Exercise brief:
Gather every line in the rows below that contains the word "blue", and copy each of those lines in full.

━━━━━━━━━━━━━━━━━━━━━━━━━━━━━━

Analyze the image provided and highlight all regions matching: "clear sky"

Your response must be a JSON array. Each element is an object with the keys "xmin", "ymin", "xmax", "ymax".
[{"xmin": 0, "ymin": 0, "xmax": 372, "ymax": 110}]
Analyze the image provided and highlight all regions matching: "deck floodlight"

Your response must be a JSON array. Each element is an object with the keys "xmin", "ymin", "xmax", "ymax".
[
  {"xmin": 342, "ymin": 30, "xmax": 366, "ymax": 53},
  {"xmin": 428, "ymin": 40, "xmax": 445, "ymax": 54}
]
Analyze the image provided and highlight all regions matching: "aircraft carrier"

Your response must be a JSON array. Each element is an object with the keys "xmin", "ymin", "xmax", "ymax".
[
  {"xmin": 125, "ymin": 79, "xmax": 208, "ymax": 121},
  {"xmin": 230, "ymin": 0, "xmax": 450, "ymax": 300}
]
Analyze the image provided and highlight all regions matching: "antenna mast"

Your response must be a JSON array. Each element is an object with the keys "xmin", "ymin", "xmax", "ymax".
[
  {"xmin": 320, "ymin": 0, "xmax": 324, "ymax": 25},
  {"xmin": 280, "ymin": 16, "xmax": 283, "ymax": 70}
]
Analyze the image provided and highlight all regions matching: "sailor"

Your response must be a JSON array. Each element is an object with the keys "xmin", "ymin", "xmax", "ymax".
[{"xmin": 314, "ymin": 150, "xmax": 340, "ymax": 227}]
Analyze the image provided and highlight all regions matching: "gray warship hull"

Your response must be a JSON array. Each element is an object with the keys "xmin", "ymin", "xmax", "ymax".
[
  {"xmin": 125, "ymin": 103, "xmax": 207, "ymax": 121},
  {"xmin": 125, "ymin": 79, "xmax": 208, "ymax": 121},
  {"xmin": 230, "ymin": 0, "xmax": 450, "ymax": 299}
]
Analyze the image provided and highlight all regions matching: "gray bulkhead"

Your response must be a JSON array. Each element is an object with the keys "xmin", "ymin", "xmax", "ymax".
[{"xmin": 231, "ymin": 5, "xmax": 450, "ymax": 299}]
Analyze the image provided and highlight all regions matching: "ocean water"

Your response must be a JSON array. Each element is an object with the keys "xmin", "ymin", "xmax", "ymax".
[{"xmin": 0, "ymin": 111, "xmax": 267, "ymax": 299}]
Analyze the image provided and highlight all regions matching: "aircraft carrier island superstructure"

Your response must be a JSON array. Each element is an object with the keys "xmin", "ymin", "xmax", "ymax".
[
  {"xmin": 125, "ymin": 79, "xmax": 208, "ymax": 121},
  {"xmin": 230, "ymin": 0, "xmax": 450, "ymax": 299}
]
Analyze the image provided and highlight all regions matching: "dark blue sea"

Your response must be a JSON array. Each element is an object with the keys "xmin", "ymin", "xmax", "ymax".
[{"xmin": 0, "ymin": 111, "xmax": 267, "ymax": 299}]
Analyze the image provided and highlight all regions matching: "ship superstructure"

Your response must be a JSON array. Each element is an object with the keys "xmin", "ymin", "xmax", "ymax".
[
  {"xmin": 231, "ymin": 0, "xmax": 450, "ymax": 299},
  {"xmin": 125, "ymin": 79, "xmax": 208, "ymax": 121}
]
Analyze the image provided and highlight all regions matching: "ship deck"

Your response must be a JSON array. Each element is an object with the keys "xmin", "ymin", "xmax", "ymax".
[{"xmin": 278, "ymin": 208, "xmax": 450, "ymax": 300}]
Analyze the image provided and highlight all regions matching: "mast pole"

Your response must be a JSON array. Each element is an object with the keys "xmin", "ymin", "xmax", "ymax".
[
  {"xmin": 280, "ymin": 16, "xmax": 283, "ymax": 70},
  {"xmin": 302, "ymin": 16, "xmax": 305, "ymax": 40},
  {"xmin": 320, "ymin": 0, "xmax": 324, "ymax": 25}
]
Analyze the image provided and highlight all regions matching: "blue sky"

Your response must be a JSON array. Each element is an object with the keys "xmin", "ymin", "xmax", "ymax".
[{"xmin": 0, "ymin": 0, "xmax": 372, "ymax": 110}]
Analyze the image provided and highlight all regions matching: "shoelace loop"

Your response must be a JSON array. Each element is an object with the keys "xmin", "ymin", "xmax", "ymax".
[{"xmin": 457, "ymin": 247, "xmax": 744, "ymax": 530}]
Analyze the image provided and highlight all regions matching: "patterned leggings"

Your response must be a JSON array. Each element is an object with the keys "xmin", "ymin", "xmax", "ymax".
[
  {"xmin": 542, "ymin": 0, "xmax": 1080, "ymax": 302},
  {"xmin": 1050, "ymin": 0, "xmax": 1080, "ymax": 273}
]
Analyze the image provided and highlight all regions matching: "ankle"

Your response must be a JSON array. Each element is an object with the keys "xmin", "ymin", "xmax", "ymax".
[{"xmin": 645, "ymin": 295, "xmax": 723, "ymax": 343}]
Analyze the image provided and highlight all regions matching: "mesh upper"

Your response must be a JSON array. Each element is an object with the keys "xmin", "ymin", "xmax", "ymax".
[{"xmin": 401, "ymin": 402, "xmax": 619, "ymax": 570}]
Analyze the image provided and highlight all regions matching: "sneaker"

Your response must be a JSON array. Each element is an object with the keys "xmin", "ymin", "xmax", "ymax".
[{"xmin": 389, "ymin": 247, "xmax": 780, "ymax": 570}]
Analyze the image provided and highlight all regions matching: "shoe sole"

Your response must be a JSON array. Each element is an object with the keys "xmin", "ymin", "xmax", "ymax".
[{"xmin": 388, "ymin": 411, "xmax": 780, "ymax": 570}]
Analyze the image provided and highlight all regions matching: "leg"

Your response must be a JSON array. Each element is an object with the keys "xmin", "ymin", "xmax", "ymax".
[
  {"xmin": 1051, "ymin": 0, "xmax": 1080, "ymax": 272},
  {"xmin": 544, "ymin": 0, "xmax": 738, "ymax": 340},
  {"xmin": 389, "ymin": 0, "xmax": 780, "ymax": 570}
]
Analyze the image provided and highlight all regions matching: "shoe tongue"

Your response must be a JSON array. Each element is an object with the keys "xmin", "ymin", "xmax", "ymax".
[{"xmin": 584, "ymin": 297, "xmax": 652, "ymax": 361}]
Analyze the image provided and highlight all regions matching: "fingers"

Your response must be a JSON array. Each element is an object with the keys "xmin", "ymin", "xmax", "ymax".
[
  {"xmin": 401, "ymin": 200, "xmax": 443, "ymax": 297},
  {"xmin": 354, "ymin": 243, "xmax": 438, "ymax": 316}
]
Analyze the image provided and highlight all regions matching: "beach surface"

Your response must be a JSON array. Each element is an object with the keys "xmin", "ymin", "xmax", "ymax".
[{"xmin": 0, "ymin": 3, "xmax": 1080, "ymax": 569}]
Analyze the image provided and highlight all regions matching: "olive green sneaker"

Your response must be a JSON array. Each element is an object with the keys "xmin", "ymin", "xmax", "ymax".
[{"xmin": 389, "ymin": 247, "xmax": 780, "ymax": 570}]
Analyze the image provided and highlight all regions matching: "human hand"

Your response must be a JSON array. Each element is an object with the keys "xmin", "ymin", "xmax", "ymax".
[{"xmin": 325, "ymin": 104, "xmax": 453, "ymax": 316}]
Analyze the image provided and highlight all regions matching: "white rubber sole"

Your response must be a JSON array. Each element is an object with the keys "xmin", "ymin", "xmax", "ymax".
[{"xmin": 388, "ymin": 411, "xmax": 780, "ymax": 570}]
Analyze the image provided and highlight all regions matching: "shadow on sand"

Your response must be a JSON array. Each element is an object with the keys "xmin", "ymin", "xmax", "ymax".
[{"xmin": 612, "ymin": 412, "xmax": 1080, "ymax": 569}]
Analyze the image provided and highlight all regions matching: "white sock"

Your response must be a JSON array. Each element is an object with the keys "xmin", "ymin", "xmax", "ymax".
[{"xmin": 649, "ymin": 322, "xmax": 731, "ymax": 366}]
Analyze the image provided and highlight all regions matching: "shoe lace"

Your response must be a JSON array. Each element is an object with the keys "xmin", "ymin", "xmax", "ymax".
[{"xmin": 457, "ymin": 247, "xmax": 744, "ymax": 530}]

━━━━━━━━━━━━━━━━━━━━━━━━━━━━━━

Answer for this exercise:
Analyze the image provided and highlight all regions matching: "dark blue sea"
Analyze the image provided and highlight all regions matching: "blue sky"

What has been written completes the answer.